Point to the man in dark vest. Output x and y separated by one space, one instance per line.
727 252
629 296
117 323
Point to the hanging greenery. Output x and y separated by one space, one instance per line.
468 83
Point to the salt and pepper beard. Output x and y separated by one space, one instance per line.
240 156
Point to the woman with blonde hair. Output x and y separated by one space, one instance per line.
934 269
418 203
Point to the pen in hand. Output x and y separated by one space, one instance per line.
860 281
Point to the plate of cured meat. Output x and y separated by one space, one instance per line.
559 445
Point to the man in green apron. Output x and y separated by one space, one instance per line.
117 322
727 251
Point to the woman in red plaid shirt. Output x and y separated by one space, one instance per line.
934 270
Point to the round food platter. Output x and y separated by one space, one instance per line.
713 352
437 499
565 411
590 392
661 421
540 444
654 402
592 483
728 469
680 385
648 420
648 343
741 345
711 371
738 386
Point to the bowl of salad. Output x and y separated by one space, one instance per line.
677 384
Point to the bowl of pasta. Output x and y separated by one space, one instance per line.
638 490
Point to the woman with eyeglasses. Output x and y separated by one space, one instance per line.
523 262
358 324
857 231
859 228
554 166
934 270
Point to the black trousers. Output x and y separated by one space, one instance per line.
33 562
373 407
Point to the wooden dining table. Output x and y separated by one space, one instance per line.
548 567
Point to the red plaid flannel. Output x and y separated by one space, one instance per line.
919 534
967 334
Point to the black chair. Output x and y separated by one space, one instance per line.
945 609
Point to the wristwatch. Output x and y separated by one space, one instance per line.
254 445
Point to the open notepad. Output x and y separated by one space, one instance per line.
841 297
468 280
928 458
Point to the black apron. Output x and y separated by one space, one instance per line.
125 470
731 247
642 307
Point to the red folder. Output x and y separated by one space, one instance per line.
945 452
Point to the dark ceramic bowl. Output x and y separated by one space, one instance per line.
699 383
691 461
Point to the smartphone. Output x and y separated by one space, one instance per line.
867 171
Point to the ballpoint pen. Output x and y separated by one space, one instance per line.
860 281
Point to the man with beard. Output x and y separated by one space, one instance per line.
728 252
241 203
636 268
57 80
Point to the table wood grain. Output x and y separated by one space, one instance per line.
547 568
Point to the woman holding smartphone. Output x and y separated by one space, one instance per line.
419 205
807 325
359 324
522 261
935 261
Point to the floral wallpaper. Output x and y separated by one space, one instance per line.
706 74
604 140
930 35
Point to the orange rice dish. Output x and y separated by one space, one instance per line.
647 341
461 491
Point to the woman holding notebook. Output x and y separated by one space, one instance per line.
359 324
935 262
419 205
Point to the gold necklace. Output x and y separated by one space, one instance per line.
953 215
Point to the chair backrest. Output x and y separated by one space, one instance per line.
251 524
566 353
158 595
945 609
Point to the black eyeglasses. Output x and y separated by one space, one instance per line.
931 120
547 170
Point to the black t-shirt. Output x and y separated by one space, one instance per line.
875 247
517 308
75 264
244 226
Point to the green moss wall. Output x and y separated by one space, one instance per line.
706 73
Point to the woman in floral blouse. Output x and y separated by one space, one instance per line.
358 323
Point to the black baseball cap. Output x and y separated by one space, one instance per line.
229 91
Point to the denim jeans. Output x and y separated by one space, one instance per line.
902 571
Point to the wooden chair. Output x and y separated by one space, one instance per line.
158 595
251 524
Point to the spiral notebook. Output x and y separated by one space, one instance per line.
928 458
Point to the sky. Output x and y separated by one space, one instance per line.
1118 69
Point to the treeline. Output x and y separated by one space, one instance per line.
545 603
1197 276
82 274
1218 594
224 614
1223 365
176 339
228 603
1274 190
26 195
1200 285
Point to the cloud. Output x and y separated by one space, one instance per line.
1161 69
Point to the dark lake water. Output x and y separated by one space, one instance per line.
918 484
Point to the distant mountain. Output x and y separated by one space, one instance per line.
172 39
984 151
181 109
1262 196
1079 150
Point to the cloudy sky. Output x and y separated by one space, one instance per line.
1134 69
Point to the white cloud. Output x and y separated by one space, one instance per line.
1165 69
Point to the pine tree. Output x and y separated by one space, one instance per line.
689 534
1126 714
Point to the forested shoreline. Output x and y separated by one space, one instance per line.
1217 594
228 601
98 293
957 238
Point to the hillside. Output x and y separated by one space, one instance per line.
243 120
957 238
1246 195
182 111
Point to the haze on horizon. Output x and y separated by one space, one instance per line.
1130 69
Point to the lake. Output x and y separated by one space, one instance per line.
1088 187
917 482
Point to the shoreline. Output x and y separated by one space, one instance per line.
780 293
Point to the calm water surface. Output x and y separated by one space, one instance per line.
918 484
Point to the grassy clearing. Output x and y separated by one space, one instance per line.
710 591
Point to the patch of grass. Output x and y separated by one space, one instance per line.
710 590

REQUIRED WORK: Transcribe the whole listing exactly.

RESPONSE TO THIS TASK:
Point to the man in dark vest. Output x and y separated by one space, one instance per line.
727 252
629 296
117 323
Point to the hanging greenery. Output x and y separated by one space, one instance per line.
468 83
Point to the salt and pepper beard. Output x and y separated by one space, one instance per line.
240 156
Point to the woman with blonde hair. Output x and y separated by one space, one instance per line.
934 269
418 203
Point to the pen in hand. Output x and y separated by one space, one instance per line.
860 281
Point to the plate of cured meat. Output x and y separated by one space, one instance per line.
559 445
Point to the man in green apron. Output x and y separated by one space, one instance per line.
117 322
727 251
Point to the woman in red plaid shirt. Output x and y separated by one space, one instance per line.
934 270
Point to the round food platter. Output x and y separated by one space, one instance per line.
713 352
437 499
565 411
590 392
661 421
540 444
654 402
592 483
728 469
680 385
648 420
648 343
741 345
711 371
738 386
Point to the bowl of salad. Output x and y separated by one space, one instance per line.
677 384
Point to the bowl of pasta. Output x and y separated by one space, one instance per line.
638 490
Point to the woman with eyeglasses. Output x and y separated by one space, one instance per line.
523 262
358 324
857 231
859 228
554 166
934 270
Point to the black trousers. Output x and y separated by one space, one instance per line.
33 562
373 407
Point to the wooden dining table. Output x and y separated by one space, one instance per line.
548 567
Point to the red plaid flannel. Output x and y separated by one space, one instance per line.
919 534
967 334
Point to the black chair. Output x and y separated by one space, one instance per line.
945 609
Point to the wristwatch. Output x and y separated by one space, one instance per line.
254 445
Point to the open notepad. Output x and y separated by one space, one instance per line.
841 297
468 280
928 458
Point to the black apron. Output x and y separated by one space, one instance per line.
125 470
731 247
642 307
Point to the red folder. Output x and y separated by one space, one instance per line.
945 452
Point to the dark ceramic bowl. Output x and y separated by one space, one instance per line.
699 383
691 461
Point to the smartphone. Output x and y separated by one space, one instance per line.
867 171
Point to the ballpoint pen. Output x and y separated by one space, one instance per line.
860 281
Point to the man with beard. Output x and y separated by one space, one instance per line.
728 252
241 203
636 268
57 80
Point to the table wood grain. Output x and y separated by one space, one instance per line.
547 568
Point to the woman holding smartphone. Output x and y separated by one space, one instance per line.
419 205
807 325
359 324
522 261
935 261
Point to the floral wallpaper. Output x and y separated by one space, one instance per line.
706 74
604 140
930 35
Point to the orange rice dish. Output x and y separated by one space, one instance per line.
647 341
461 491
Point to the woman holding notebook. Output x and y separated by one space, one instance per line.
359 324
935 262
419 205
Point to the gold necklace. Output x and y separated by one space, one instance per line.
953 215
Point to the chair backrest. Output x and y separated by one space, one instance per line.
251 524
566 353
158 595
945 609
Point to the black eyeglasses. Output x and y separated by one space, one instance per line.
931 120
547 170
Point to the black t-shirt. Output x and y separated by one space, one instance per line.
875 247
517 308
75 264
244 226
Point to the green moss wall. Output x and y separated by one space, one instance per line.
706 73
Point to the woman in floral blouse. Output x and y separated by one space, one instance per line.
358 323
Point to the black baseball cap. Output x and y separated by one space, one instance per line.
229 91
Point to the denim jeans. Output x and y separated by one space, one instance per line.
902 571
Point to the wooden chair. Output x and y separated by one space, one instance per line.
158 595
251 524
Point to the spiral notebook. Output x and y separated by one space, one instance per line.
928 458
Point to the sky. Output x and y separated by one space, one instance per line.
1118 69
Point to the treeline. Output x and y separated by one space, one instance per line.
545 603
1197 276
82 274
1218 594
224 614
1223 365
176 339
228 603
1274 190
26 195
1200 285
Point to the cloud. Output x and y separated by one space, one instance per line.
1161 69
Point to the dark lake water. Output x and y separated by one space, one instance per line.
918 484
Point to the distant mountain. Output x and y separated by one space, one instance per line.
172 39
984 151
181 109
1262 196
1079 150
Point to the cloudy sky. Output x and y separated by one space, one instance per line.
1134 69
Point to the white cloud. Output x and y separated by one space, one instance per line.
1165 69
Point to the pine tree. Output x and y separated by one space, one instance per line.
689 534
1126 714
Point to the forested shoreline. Output x and y separated by one space, one instance per line.
1217 594
228 601
98 293
957 238
Point to the hillside. Output x and y separated by one space, one instance per line.
243 120
957 238
1246 195
182 111
Point to the haze on horizon. Output x and y separated by one space, one instance per line.
1130 69
Point to the lake. Output x and y separated by one space, one instance per line.
1088 187
917 482
Point to the shoreline. Output x and y separated by one space, one instance per line.
780 293
Point to the calm water surface. Output x and y separated by one space, one instance per line.
918 484
Point to the grassy clearing. Output x and y separated by one space, one instance per line.
710 591
Point to the patch of grass. Output x and y separated by one space, one instance per line.
710 590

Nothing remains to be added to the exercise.